◆ Assignment
Since the pictures are not wanted, reproduce only the rest of the records, exactly as given.

━━━

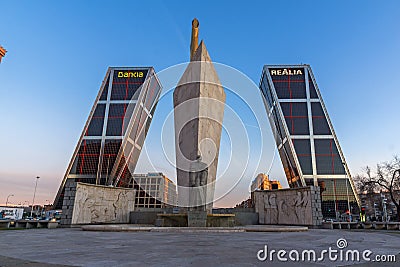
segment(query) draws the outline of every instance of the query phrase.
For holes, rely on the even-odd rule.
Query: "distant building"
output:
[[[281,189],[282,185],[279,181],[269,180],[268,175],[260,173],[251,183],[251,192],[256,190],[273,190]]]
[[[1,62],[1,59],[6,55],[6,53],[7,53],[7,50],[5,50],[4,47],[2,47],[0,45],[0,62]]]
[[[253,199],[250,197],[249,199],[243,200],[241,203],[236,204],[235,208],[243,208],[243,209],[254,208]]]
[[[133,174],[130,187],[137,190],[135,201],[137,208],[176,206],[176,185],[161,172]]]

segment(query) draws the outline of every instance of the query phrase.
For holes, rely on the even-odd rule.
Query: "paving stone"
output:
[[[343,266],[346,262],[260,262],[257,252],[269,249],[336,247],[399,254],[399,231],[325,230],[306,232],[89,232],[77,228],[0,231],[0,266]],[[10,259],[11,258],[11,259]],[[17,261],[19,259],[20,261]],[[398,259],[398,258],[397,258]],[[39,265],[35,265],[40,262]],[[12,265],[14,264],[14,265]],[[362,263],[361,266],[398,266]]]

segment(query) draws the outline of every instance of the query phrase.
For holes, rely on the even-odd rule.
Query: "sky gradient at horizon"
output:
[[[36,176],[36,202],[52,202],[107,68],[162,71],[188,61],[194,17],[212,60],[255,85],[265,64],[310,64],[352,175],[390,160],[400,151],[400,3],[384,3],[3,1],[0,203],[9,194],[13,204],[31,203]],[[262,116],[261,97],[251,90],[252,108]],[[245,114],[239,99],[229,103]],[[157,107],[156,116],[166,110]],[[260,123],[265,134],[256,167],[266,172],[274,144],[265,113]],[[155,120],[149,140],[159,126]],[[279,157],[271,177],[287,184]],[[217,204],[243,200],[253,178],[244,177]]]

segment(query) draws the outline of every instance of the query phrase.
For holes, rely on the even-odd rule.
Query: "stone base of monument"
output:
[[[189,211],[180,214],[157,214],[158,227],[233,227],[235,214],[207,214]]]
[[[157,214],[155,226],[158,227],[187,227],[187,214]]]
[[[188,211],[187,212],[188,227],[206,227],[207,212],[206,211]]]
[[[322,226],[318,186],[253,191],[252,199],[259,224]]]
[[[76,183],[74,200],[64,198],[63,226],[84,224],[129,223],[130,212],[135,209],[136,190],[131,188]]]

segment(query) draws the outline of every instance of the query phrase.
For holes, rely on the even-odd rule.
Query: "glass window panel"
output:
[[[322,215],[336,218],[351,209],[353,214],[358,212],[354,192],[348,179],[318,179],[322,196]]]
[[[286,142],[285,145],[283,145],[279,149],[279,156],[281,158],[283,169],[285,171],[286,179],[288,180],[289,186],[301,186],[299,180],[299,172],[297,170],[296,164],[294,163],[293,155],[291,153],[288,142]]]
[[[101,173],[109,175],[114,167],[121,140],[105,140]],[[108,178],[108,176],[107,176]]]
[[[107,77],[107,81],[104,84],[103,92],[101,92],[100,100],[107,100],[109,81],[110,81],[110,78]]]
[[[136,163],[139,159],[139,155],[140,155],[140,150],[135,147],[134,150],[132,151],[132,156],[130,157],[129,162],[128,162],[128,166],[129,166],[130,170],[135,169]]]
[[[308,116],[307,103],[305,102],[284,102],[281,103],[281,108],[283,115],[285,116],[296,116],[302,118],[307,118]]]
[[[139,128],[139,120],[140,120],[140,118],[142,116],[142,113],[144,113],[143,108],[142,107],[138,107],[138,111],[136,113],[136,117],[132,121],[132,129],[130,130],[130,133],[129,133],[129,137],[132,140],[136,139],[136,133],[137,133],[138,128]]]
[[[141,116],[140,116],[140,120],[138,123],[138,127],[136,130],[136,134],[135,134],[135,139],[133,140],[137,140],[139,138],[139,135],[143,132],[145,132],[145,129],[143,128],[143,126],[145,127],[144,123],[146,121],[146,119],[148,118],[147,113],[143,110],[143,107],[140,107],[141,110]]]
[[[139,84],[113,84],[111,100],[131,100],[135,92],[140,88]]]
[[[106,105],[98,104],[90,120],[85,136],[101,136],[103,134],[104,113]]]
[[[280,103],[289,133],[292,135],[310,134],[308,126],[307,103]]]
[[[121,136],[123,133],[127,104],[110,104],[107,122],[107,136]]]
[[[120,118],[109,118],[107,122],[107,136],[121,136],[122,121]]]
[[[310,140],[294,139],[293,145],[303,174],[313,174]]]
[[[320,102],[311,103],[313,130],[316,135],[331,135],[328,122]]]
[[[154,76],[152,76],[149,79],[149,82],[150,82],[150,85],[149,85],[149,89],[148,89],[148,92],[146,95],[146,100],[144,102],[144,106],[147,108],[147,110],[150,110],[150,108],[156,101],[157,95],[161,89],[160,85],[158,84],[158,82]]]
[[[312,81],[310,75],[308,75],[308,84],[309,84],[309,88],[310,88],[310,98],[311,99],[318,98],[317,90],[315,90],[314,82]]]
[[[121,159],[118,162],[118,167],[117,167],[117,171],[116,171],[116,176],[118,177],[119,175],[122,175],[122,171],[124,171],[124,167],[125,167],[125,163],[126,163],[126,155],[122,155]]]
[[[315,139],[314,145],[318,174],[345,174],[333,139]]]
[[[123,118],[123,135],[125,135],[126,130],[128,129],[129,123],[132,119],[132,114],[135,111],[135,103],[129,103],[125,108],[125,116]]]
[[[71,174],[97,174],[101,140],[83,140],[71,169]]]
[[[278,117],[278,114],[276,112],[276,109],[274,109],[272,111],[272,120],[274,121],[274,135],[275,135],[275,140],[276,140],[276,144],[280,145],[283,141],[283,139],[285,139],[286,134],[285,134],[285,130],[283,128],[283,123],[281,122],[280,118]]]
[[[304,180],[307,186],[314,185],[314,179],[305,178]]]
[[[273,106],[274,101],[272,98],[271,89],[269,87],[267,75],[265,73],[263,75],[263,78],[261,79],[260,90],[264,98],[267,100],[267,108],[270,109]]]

━━━

◆ Answer to this task
segment(query) draws the outline of every instance of the query phrase.
For holes, rely on the even-odd rule.
Query: "distant building"
output:
[[[281,189],[282,185],[279,181],[269,180],[268,175],[260,173],[251,183],[251,192],[256,190],[273,190]]]
[[[1,62],[1,59],[6,55],[6,53],[7,53],[7,50],[5,50],[4,47],[2,47],[0,45],[0,62]]]
[[[253,199],[250,197],[249,199],[243,200],[241,203],[236,204],[235,208],[243,208],[243,209],[254,208]]]
[[[133,174],[130,187],[137,190],[135,201],[137,208],[176,206],[176,185],[161,172]]]

segment(query) draws the outline of every instance of the query phrase.
For holes, rely on the even-odd rule.
Query: "paving stone"
output:
[[[343,266],[346,262],[260,262],[257,252],[269,249],[336,247],[399,254],[399,231],[325,230],[306,232],[89,232],[77,228],[0,231],[0,266]],[[10,259],[11,258],[11,259]],[[17,261],[19,259],[20,261]],[[398,259],[398,258],[397,258]],[[39,265],[35,265],[40,262]],[[12,265],[14,264],[14,265]],[[362,263],[361,266],[398,266]]]

segment(query) draws the outline of every instance of the query phrase.
For holes, rely on the even-odd rule.
Query: "sky gradient at horizon"
output:
[[[36,176],[36,202],[52,202],[107,68],[162,71],[188,61],[194,17],[212,60],[255,85],[265,64],[310,64],[352,175],[390,160],[400,151],[400,3],[384,3],[3,1],[0,203],[9,194],[13,204],[31,203]],[[262,116],[261,97],[251,90],[252,108]],[[245,114],[239,99],[229,103]],[[157,107],[156,116],[166,110]],[[260,123],[265,134],[256,167],[266,172],[274,144],[265,113]],[[155,120],[149,140],[159,126]],[[279,157],[271,177],[287,184]],[[217,204],[243,200],[253,178],[244,177]]]

segment(query) draws the outline of every instance of the query phrase.
For holes, rely on the even-odd rule.
Query: "stone base of monument"
output:
[[[189,211],[180,214],[157,214],[158,227],[233,227],[235,214],[207,214]]]
[[[157,214],[155,226],[158,227],[187,227],[187,214]]]
[[[188,211],[187,212],[188,227],[206,227],[207,212],[206,211]]]
[[[322,226],[318,186],[253,191],[252,199],[259,224]]]
[[[76,183],[74,200],[64,198],[63,226],[84,224],[129,223],[130,212],[135,209],[136,190],[131,188]]]

segment(query) draws the outline of every instance of the query phrase.
For holes, rely on the even-odd rule.
Query: "glass window panel"
output:
[[[322,215],[336,218],[351,209],[353,214],[358,212],[354,192],[348,179],[318,179],[322,196]]]
[[[286,142],[285,145],[283,145],[279,149],[279,156],[281,158],[283,169],[285,171],[286,179],[288,180],[289,186],[301,186],[299,180],[299,172],[297,170],[296,164],[294,163],[293,155],[291,153],[288,142]]]
[[[101,173],[109,175],[114,167],[121,140],[105,140]],[[108,178],[108,176],[107,176]]]
[[[107,77],[107,81],[104,84],[103,92],[101,92],[100,100],[107,100],[109,81],[110,81],[110,78]]]
[[[136,163],[139,159],[139,155],[140,155],[140,150],[135,147],[134,150],[132,151],[132,156],[130,157],[129,162],[128,162],[128,166],[129,166],[130,170],[135,169]]]
[[[308,116],[307,103],[305,102],[284,102],[281,103],[281,108],[283,115],[285,116],[296,116],[302,118],[307,118]]]
[[[139,128],[139,120],[140,120],[140,118],[142,116],[142,113],[144,113],[143,108],[142,107],[138,107],[138,111],[136,113],[136,117],[132,121],[132,129],[130,130],[130,133],[129,133],[129,137],[132,140],[136,139],[136,133],[137,133],[138,128]]]
[[[141,116],[140,116],[140,120],[138,123],[138,127],[136,130],[136,134],[135,134],[135,139],[133,140],[137,140],[139,138],[139,135],[143,132],[145,132],[145,129],[143,128],[143,126],[145,127],[144,123],[146,121],[146,119],[148,118],[147,113],[143,110],[143,107],[140,107],[141,110]]]
[[[139,84],[113,84],[111,100],[131,100],[135,92],[140,88]]]
[[[106,105],[98,104],[90,120],[85,136],[101,136],[103,134],[104,113]]]
[[[280,103],[289,133],[292,135],[310,134],[308,126],[307,103]]]
[[[121,136],[123,133],[127,104],[110,104],[107,122],[107,136]]]
[[[120,118],[109,118],[107,122],[107,136],[121,136],[122,121]]]
[[[310,140],[294,139],[293,145],[303,174],[313,174]]]
[[[320,102],[311,103],[313,130],[316,135],[331,135],[328,122]]]
[[[154,76],[152,76],[149,79],[149,82],[150,82],[150,85],[149,85],[149,89],[148,89],[148,92],[146,95],[146,100],[144,102],[144,106],[147,108],[147,110],[150,110],[150,108],[156,101],[157,95],[161,89],[160,85],[158,84],[158,82]]]
[[[312,81],[310,75],[308,75],[308,84],[309,84],[309,88],[310,88],[310,98],[311,99],[318,98],[317,90],[315,90],[314,82]]]
[[[121,159],[118,162],[118,167],[117,167],[117,171],[116,171],[116,176],[118,177],[119,175],[122,175],[122,171],[124,171],[124,167],[125,167],[125,163],[126,163],[126,155],[122,155]]]
[[[315,139],[314,145],[318,174],[345,174],[333,139]]]
[[[123,118],[123,135],[125,135],[126,130],[128,129],[129,123],[132,119],[132,114],[135,111],[135,103],[129,103],[125,108],[125,116]]]
[[[71,174],[97,174],[101,140],[83,140],[71,169]]]
[[[278,117],[278,114],[276,112],[276,109],[274,109],[272,111],[272,120],[274,121],[274,135],[275,135],[275,140],[276,140],[276,144],[280,145],[283,141],[283,139],[285,139],[286,134],[285,134],[285,130],[283,128],[283,123],[281,122],[280,118]]]
[[[304,180],[307,186],[314,185],[314,179],[305,178]]]
[[[273,106],[274,101],[272,98],[271,89],[269,87],[267,75],[265,73],[263,75],[263,78],[261,79],[260,90],[264,98],[267,100],[267,108],[270,109]]]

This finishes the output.